>> START Given text

Abdelhamid SAIDI | Data Engineer

As someone passionate about data pipelines, I enjoy taking raw, real-world datasets and turning them into structured, analyzable assets. This project is an end-to-end data engineering walkthrough using the 2023 NYC Yellow Taxi trip records — a classic public dataset that simulates ride-hailing analytics similar to Uber.

Inspired by community tutorials (especially Darshil Parmar's clear videos and notebooks), I built the pipeline using modern tools: Google Cloud Platform (GCP), Python, Mage.ai for orchestration, BigQuery for storage, and Looker Studio for visualization.

Project Architecture

Raw 2023 Yellow Taxi Parquet files (NYC TLC)
Google Cloud Storage (GCS) – raw landing zone
Mage.ai ETL pipeline (running on Compute Engine VM) – load, transform, model
Google BigQuery – star schema (dims + fact) + analytics view
Looker Studio – interactive dashboard with KPIs, charts, and maps

Technologies Used

Language: Python (pandas for transformations)
Pipeline Tool: Mage.ai
Cloud Storage: Google Cloud Storage
Compute: Google Compute Engine (VM to host Mage)

>> END Given text

● **Goal**
Continue the NYC Yellow Taxi pipeline write-up from the point where it stops, keeping its style.

>> START Rows

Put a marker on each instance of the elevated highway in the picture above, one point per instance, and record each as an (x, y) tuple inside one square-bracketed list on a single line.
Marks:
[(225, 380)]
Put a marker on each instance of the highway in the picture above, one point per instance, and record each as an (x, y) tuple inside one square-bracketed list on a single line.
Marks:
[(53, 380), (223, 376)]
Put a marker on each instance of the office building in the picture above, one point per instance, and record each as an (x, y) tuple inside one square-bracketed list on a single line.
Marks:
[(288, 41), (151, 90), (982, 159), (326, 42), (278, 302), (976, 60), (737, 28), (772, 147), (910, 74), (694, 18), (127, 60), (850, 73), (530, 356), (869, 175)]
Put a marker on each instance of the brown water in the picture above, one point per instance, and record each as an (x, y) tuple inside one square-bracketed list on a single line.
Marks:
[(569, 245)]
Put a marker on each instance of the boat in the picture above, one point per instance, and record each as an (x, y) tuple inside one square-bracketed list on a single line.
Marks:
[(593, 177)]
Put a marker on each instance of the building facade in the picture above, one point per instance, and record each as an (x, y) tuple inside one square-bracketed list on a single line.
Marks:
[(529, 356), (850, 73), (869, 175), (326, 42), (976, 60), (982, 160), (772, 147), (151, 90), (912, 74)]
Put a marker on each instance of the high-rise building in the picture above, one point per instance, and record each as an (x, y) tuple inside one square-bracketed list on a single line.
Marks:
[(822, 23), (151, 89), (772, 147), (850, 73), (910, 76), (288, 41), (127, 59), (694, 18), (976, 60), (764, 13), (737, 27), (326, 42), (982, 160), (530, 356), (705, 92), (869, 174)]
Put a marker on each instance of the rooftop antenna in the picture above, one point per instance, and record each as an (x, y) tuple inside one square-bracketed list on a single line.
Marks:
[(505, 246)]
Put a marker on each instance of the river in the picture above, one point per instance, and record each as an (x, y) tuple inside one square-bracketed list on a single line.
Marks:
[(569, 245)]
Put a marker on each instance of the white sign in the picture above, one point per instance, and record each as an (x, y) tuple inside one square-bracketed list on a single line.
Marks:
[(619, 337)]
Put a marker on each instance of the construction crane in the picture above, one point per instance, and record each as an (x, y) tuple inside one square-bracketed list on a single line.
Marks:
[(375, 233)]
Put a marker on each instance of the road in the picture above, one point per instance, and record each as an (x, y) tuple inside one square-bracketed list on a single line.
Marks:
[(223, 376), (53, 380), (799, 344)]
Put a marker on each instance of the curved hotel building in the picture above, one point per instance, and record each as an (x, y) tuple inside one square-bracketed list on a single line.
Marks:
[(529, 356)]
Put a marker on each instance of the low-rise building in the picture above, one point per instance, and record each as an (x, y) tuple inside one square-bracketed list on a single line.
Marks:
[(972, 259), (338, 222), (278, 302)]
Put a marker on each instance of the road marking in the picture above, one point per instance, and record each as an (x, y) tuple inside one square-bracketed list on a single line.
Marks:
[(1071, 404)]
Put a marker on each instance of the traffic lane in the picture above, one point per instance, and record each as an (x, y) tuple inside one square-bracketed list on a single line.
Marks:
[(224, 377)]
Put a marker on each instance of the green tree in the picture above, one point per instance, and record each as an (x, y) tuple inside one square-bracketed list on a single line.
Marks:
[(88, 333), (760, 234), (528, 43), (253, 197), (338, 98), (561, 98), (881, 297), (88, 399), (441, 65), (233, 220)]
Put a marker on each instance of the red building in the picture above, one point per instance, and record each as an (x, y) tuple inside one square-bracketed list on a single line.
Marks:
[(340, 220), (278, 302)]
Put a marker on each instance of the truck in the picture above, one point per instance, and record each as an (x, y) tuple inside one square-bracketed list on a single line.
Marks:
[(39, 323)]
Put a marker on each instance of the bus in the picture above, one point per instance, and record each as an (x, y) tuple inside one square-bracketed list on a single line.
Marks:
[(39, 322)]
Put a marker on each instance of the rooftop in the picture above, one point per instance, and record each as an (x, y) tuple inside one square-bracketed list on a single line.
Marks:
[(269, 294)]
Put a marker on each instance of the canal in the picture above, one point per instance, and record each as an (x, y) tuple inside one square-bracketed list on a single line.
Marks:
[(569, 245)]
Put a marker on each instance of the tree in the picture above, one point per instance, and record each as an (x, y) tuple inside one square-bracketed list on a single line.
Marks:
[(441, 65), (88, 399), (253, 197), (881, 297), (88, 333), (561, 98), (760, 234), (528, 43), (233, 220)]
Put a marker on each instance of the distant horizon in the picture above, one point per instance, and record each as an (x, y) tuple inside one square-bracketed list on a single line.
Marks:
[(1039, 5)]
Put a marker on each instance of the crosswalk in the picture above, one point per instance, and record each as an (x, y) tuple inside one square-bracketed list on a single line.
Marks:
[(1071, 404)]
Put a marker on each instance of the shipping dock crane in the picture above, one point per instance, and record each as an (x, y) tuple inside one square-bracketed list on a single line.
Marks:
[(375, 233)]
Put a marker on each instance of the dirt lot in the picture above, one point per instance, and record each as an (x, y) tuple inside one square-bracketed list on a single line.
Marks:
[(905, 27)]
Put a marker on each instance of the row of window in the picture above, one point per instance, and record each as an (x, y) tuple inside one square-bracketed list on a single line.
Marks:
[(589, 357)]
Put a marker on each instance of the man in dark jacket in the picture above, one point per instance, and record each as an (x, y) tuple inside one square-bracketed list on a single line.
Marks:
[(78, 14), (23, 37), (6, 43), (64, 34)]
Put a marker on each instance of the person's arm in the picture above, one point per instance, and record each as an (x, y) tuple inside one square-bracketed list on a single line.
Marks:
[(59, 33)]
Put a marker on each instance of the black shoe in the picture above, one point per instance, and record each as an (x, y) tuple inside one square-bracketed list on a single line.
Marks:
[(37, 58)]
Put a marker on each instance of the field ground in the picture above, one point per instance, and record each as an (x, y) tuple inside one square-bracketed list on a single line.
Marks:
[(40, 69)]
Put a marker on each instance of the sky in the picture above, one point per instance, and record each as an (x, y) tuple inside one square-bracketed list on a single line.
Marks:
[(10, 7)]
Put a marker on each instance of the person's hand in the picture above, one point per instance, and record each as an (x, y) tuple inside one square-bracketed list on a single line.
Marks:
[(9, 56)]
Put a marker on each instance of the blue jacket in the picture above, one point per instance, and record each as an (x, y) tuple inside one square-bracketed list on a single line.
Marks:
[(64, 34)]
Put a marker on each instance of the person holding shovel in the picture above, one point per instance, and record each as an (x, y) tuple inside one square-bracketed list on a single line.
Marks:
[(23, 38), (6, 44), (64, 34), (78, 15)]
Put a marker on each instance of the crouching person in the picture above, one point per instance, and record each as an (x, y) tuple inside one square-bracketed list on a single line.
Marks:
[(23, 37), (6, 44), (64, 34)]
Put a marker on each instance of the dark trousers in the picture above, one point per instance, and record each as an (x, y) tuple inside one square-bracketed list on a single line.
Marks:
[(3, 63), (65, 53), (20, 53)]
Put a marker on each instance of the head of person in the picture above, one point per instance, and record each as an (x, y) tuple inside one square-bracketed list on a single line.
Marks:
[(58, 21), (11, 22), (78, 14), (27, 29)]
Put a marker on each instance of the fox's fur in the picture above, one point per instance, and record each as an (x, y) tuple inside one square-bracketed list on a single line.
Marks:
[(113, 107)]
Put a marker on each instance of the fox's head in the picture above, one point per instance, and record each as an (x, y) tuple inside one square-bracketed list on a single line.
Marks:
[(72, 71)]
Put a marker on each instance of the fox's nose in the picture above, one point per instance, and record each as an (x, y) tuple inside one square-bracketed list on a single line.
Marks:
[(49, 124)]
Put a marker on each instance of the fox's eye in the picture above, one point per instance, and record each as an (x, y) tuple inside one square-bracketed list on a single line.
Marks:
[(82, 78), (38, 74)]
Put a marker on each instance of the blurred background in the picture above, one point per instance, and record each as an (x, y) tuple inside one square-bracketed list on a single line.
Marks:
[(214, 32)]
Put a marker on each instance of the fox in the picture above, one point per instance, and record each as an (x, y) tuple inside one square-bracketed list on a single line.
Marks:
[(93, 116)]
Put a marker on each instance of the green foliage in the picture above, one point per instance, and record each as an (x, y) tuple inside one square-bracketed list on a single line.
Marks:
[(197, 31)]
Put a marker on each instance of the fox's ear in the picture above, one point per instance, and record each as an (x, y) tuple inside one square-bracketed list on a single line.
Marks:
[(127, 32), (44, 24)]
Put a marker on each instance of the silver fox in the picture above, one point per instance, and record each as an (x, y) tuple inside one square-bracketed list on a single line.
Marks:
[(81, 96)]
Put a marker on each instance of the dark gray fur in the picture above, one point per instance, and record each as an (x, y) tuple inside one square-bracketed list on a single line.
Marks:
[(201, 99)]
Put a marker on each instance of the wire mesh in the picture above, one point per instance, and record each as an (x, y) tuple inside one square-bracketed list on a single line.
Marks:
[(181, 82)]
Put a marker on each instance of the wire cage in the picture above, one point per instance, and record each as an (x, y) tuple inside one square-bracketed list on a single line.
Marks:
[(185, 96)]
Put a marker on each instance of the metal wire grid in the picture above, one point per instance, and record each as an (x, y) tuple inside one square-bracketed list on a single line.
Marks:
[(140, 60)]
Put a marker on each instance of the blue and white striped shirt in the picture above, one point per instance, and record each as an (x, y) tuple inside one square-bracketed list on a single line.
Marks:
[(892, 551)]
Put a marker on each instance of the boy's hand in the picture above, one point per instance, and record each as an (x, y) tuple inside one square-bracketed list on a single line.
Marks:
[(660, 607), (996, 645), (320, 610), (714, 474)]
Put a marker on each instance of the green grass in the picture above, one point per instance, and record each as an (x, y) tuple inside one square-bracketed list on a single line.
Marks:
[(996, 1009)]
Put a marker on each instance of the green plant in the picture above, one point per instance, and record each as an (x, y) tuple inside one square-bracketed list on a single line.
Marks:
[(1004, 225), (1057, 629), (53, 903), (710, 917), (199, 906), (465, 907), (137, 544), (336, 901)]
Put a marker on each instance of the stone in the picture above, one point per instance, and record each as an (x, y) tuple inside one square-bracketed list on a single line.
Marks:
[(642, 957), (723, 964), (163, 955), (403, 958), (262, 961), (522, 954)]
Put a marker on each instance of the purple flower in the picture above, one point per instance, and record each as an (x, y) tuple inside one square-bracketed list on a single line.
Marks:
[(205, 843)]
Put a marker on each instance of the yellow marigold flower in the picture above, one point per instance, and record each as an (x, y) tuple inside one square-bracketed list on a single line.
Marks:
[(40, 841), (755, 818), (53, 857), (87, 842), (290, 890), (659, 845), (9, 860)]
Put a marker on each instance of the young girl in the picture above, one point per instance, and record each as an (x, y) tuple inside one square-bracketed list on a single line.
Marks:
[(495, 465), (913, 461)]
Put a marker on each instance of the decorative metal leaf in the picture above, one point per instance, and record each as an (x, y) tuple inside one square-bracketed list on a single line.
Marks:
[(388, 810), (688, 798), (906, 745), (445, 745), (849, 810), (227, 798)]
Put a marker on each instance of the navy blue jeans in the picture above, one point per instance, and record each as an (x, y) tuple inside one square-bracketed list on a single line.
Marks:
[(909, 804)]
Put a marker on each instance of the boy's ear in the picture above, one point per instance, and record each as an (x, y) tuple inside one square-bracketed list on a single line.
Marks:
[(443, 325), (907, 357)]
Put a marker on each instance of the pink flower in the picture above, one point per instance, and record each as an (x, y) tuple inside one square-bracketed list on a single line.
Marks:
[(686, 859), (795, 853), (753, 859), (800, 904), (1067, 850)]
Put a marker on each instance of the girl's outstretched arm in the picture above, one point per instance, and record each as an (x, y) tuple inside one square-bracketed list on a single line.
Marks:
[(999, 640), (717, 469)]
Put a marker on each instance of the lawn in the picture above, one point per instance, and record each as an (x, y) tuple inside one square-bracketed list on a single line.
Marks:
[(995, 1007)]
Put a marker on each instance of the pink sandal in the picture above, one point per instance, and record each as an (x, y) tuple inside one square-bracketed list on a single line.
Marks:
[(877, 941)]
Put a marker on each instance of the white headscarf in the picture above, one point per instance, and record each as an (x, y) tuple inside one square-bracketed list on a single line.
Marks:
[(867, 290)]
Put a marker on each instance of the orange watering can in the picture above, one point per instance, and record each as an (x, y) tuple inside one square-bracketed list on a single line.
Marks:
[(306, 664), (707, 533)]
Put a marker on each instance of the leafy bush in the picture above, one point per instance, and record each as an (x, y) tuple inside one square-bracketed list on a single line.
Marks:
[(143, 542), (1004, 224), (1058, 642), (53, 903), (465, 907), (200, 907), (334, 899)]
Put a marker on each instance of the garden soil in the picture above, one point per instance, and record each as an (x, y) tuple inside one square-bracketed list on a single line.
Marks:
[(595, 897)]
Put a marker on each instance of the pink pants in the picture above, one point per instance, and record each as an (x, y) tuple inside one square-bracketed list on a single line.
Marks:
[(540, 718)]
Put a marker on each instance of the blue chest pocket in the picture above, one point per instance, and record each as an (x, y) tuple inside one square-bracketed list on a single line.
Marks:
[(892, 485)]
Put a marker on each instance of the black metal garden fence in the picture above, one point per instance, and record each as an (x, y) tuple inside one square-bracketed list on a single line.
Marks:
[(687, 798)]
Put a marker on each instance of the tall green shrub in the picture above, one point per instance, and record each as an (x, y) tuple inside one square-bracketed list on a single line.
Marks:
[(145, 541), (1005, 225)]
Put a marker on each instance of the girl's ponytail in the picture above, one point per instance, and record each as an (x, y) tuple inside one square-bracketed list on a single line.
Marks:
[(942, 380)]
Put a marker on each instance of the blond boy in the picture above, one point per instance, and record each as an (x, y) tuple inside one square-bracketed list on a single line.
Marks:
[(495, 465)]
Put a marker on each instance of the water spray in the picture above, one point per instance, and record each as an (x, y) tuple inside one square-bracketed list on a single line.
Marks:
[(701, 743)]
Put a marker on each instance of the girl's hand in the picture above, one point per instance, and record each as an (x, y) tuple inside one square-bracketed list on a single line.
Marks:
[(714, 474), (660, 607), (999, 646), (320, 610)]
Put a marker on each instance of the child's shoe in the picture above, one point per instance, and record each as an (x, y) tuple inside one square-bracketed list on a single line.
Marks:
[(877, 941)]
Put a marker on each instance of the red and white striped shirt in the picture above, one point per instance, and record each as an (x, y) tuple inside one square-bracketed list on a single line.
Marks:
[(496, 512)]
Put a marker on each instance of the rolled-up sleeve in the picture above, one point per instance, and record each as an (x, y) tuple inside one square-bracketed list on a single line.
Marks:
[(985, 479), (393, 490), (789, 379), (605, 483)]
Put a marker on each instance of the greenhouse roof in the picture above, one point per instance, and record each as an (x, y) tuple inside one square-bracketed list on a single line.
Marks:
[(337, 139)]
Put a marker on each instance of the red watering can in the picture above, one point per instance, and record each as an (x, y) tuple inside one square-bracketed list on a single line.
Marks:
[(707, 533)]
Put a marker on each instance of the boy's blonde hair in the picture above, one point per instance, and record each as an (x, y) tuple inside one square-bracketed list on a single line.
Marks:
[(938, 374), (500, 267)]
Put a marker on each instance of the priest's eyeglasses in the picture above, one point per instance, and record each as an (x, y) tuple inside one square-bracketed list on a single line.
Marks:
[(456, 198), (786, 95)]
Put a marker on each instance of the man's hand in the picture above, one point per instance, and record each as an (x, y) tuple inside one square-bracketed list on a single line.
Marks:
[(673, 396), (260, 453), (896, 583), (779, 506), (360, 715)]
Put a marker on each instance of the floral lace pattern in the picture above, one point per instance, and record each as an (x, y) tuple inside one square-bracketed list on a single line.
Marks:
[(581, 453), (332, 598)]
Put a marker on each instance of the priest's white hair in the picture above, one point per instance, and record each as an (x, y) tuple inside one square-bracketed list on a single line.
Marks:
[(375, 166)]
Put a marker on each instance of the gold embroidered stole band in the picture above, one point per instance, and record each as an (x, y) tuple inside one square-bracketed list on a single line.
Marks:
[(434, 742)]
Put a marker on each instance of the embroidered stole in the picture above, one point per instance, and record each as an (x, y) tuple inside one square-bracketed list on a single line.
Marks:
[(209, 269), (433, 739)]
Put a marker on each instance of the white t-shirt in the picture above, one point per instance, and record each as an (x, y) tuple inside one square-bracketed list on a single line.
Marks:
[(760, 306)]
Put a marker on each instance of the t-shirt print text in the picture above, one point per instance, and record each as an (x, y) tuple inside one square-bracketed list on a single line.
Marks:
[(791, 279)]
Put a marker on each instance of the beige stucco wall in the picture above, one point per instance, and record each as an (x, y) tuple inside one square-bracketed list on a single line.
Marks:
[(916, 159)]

>> END Rows

● **Response**
Warehouse: Google BigQuery
BI/Visualization: Looker Studio

Dataset

2023 NYC Yellow Taxi Trip Records (monthly Parquet files). 2023 covers ~30–40 million trips across 12 months.

Data Dictionary (key columns)

tpep_pickup_datetime, tpep_dropoff_datetime
PULocationID, DOLocationID (taxi zones)
passenger_count, trip_distance
fare_amount, tip_amount, tolls_amount, total_amount
congestion_surcharge, airport_fee, payment_type, RatecodeID

Data Modeling: Star Schema

Fact table `fact_trips` with measures (trip_distance, fare_amount, tip_amount, total_amount) and foreign keys to dimensions. Dimensions include `dim_datetime`, `dim_payment_type`, `dim_rate_code`, and location dims.

Preparation in Python

Drop duplicates, reset index, create synthetic `trip_id`
Convert datetimes and extract hour/day/month/year into `dim_datetime`
Build small lookup tables for payment_type and rate_code
Join and produce the fact table ready for export to BigQuery

Pipeline Steps

GCS Setup

Create a bucket (e.g., nyc-yellow-taxi-2023-raw) and upload monthly Parquet files. Use IAM for production access control.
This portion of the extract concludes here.